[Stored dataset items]
--------------------

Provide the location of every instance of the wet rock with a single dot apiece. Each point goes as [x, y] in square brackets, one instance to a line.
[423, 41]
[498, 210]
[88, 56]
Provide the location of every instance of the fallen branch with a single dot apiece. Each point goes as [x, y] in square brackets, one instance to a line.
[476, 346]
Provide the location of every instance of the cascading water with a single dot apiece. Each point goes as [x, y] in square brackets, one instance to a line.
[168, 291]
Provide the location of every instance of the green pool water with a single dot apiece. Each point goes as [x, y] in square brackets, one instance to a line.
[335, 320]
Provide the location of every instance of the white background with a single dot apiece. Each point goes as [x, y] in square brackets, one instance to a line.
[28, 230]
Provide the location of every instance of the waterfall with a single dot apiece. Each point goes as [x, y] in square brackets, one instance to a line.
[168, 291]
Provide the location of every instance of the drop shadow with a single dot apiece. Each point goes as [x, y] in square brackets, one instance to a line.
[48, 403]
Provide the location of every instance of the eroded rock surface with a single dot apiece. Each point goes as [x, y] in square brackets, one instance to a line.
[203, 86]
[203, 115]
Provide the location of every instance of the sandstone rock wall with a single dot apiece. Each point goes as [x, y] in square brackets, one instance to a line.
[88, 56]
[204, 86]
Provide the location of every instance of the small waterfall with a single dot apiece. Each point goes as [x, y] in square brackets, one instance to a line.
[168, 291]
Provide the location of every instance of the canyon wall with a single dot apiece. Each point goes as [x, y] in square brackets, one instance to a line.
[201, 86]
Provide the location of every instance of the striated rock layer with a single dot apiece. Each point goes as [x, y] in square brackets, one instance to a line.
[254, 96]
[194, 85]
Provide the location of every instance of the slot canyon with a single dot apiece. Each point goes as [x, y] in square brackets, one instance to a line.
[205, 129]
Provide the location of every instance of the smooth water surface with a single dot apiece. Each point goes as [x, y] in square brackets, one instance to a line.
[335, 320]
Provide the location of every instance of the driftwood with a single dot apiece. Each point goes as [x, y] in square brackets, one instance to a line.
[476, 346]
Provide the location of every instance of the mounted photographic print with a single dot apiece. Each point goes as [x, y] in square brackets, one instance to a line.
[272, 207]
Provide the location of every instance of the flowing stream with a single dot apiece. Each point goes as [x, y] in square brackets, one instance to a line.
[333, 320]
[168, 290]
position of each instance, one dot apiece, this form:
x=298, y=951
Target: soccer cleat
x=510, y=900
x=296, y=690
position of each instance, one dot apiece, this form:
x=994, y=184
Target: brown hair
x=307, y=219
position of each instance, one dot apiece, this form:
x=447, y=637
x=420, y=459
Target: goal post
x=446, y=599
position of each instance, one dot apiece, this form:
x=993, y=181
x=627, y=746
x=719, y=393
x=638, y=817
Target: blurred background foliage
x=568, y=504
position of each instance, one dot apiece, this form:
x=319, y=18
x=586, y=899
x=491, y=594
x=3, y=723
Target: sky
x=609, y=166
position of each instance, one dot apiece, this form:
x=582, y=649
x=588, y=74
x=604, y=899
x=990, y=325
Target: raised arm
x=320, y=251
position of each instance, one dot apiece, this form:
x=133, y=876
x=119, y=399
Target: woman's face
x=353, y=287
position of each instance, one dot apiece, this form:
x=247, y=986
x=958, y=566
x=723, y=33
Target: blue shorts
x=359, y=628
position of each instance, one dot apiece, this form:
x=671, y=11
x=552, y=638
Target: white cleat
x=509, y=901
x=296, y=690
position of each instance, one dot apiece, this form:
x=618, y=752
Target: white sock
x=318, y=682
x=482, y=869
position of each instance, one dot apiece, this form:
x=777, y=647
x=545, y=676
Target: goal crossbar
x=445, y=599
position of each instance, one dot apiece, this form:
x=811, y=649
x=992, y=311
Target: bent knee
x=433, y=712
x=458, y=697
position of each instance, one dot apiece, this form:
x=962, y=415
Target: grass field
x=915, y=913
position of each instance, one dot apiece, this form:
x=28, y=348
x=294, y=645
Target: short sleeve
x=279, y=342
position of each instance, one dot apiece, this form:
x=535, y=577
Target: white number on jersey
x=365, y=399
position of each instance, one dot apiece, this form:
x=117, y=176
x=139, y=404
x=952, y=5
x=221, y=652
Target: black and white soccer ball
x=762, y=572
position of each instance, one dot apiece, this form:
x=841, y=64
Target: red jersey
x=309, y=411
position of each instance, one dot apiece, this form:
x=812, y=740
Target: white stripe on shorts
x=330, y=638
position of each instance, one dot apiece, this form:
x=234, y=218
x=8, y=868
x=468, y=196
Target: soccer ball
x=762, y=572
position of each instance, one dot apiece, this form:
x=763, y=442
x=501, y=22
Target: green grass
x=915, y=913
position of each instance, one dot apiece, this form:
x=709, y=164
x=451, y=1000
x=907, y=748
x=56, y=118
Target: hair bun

--------------------

**Required work**
Write out the full set of records exactly as given.

**Reply to the task**
Provide the location of every instance of the wet rock with a single dot apiece. Each point goes as [x, y] in square brackets, one instance to a line.
[423, 41]
[498, 210]
[88, 56]
Provide the location of every instance of the fallen branch with a single dot apiece. Each point goes as [x, y] in square brackets, one instance to a line.
[476, 346]
Provide the location of every instance of the cascading water with a single dot apiece. Each point goes as [x, y] in square brackets, one instance to a line.
[168, 291]
Provide the location of every instance of the green pool water with a single dot apiece. Each point goes as [x, y] in square brackets, one instance to a line.
[335, 320]
Provide the location of every instance of the white background with a single dot apiece. Each point goes as [x, y] in square brackets, one instance to a line.
[28, 230]
Provide the location of every instance of the waterfall with a single dot apiece. Each point goes as [x, y] in square brackets, one instance to a line.
[168, 291]
Provide the location of every instance of the drop shadow with a single dot apiece. Each point goes as [x, y] in square brackets, one instance to a line.
[48, 403]
Provide the location of every instance of the eroded rock surface with a single dot apiece. Each point goes as [x, y] in square brackets, one instance to a line.
[203, 86]
[203, 115]
Provide the location of every instance of the sandstone rock wall with a single dot apiece. Each point goes as [x, y] in square brackets, one instance to a line.
[88, 56]
[204, 86]
Provide the location of every instance of the small waterfall with a single dot apiece. Each point goes as [x, y] in square brackets, one instance to a line.
[168, 291]
Provide the location of every instance of the canyon wall with a single dot apiece. Each point goes as [x, y] in square brackets, one instance to a line.
[201, 86]
Provide the location of every instance of the striated rock layer with a single dot apiece. Each point goes as [x, y] in square brackets, one instance to a line.
[254, 96]
[194, 85]
Provide the location of every instance of the slot canyon with a single dot apiece. Each point goes as [x, y] in square brackets, one instance to a line.
[205, 129]
Provide the location of every instance of the smooth water surface with a single dot apiece. Each point goes as [x, y] in square brackets, one instance to a line.
[335, 320]
Provide the location of every instance of the driftwood with a single dot apiece. Each point goes as [x, y] in square brackets, one instance to a line.
[476, 346]
Provide the location of every instance of the mounted photographic print with a single dot apiece. Each point goes as [x, y] in square brackets, one instance to a line.
[272, 207]
Provide the location of every instance of the flowing stream with a single dot apiece. Each point goes as [x, y] in square brackets, one instance to a line.
[333, 320]
[168, 290]
position of each instance, one dot apiece, this form:
x=298, y=951
Target: soccer cleat
x=510, y=900
x=296, y=690
position of each instance, one dot apiece, this form:
x=994, y=184
Target: brown hair
x=307, y=219
position of each instance, one dot apiece, this form:
x=447, y=637
x=420, y=459
Target: goal post
x=446, y=599
position of each instance, one dot apiece, this form:
x=993, y=181
x=627, y=746
x=719, y=393
x=638, y=817
Target: blurred background foliage
x=568, y=504
position of each instance, one dot apiece, this form:
x=319, y=18
x=586, y=899
x=491, y=594
x=3, y=723
Target: sky
x=609, y=166
position of each instance, one dot apiece, this form:
x=582, y=649
x=588, y=74
x=604, y=899
x=990, y=325
Target: raised arm
x=320, y=251
position of each instance, one dot apiece, this form:
x=133, y=876
x=119, y=399
Target: woman's face
x=353, y=287
position of each instance, one dot apiece, this form:
x=247, y=986
x=958, y=566
x=723, y=33
Target: blue shorts
x=359, y=628
position of each instance, one dot apiece, this form:
x=671, y=11
x=552, y=638
Target: white cleat
x=509, y=901
x=296, y=690
position of each instance, one dot apiece, this form:
x=618, y=752
Target: white sock
x=318, y=682
x=482, y=869
position of each instance, one dot apiece, this form:
x=777, y=647
x=545, y=676
Target: goal crossbar
x=445, y=599
position of each instance, one dot apiece, this form:
x=811, y=649
x=992, y=311
Target: bent knee
x=433, y=712
x=458, y=697
position of each instance, one dot apiece, this form:
x=962, y=415
Target: grass field
x=915, y=913
position of each instance, one dot apiece, this form:
x=28, y=348
x=294, y=645
Target: short sleeve
x=279, y=342
position of each instance, one dot apiece, this form:
x=535, y=577
Target: white number on jersey
x=365, y=399
position of each instance, one dot apiece, this form:
x=117, y=176
x=139, y=404
x=952, y=5
x=221, y=652
Target: black and white soccer ball
x=762, y=572
position of each instance, one dot apiece, this form:
x=841, y=64
Target: red jersey
x=309, y=411
position of each instance, one dot apiece, this form:
x=812, y=740
Target: white stripe on shorts
x=330, y=638
position of each instance, one dot apiece, this form:
x=234, y=218
x=8, y=868
x=468, y=196
Target: soccer ball
x=762, y=572
position of each instance, one dot apiece, this form:
x=763, y=442
x=501, y=22
Target: green grass
x=915, y=913
position of each instance, one dot apiece, this form:
x=709, y=164
x=451, y=1000
x=907, y=748
x=56, y=118
Target: hair bun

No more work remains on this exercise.